> **EXCERPTED TEXT**:
══════════════════════════════

That's hacktivism bro. You make no money doing it and to hack FANG or other big companies these days you need an insider like that time when that kid and his friends hacked Twitter to gain thousands in crypto. But they got caught and went to prison due to shit opsec.

I remember one Hammond anonymous hacker with former Lulzsec he is still in prison after more than 15 years after Sabu (snitchbu) snitched on him or otherwise feds were gonna give him 100+ years in prison..

Another guy that did spamming got like 13+ years and that guy had a wife and kids, imagine what happens to them now. The wife and kids will be struggling and spamming was already considered dead a few months ago.

"Being a warrior is one of the best paths available to men, but I could never enroll for any army, most of them serve globalists interests."
This is what all commies say bro, I understand that you're a good person and all but this is not the reality. You want the best for people but in this world it's mog of be mogged. If we don't mogg others they will mogg us. 

If you don't like being in the military you can be an elite cop and arrest mafia guys, gang members, criminals and other degenerates. Like Salah Abdeslam, he was an ISIS suicide bomber guy that was too much of a bitch to blow himself up so the belgian DSU arrested him

pic related:







i could go on and on but this is a path you must follow for yourself and you'll see the truth in it


most people are just average and they won't understand because they haven't sufferend and been introspective enough to see the reality of life. this is fact and i see it every day on this forum


----------



## LooksOverAll (Dec 13, 2021)

══════════════════════════════

> **WHAT TO DO**:
[a] Decide whether each statement agrees with the forum post. Answer yes or no, and quote the words of the post that settle it. (i) The post says hacktivism earns no money. (ii) The post says the spammer sentenced to 13+ years had no family. (iii) The post says Salah Abdeslam was arrested by the Belgian DSU.
[b] Return the passage of the forum post starting at "That's hacktivism bro." and ending at "to shit opsec.".

══════════════════════════════

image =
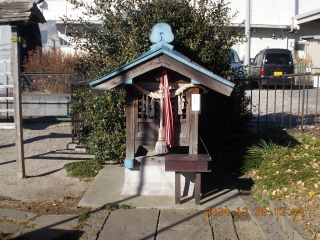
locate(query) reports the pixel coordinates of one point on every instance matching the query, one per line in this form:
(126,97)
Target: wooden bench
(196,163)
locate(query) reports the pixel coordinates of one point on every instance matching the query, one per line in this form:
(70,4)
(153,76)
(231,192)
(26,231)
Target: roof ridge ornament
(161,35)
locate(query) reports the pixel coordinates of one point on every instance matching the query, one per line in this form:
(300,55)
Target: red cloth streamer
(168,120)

══════════════════════════════

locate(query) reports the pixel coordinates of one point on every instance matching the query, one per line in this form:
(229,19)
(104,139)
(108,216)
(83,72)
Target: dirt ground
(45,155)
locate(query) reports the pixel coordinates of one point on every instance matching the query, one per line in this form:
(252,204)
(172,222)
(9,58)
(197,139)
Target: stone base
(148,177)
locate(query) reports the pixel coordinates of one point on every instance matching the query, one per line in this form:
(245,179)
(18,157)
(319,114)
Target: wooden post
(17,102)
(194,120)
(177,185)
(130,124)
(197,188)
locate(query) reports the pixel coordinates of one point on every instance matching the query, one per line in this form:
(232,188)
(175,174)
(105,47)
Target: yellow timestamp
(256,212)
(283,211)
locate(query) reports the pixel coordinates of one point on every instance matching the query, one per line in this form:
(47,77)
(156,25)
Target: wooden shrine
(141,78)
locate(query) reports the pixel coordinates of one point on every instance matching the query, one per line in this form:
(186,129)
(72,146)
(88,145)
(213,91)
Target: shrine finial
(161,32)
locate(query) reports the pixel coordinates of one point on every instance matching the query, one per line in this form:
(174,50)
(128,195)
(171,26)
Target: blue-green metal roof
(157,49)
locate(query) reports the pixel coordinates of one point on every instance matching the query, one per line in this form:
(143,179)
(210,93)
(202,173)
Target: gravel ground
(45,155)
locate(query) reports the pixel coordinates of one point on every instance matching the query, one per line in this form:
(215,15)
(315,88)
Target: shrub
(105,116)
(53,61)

══════════════════════════════

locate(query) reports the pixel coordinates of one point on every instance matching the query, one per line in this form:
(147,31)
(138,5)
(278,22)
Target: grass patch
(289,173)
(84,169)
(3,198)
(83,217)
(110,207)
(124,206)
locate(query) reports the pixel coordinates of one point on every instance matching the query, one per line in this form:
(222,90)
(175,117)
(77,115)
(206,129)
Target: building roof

══════════════════════════════

> **FINAL RESULTS**:
[a]
(i) Yes: "You make no money doing it"
(ii) No: "that guy had a wife and kids"
(iii) Yes: "so the belgian DSU arrested him"

[b]
That's hacktivism bro. You make no money doing it and to hack FANG or other big companies these days you need an insider like that time when that kid and his friends hacked Twitter to gain thousands in crypto. But they got caught and went to prison due to shit opsec.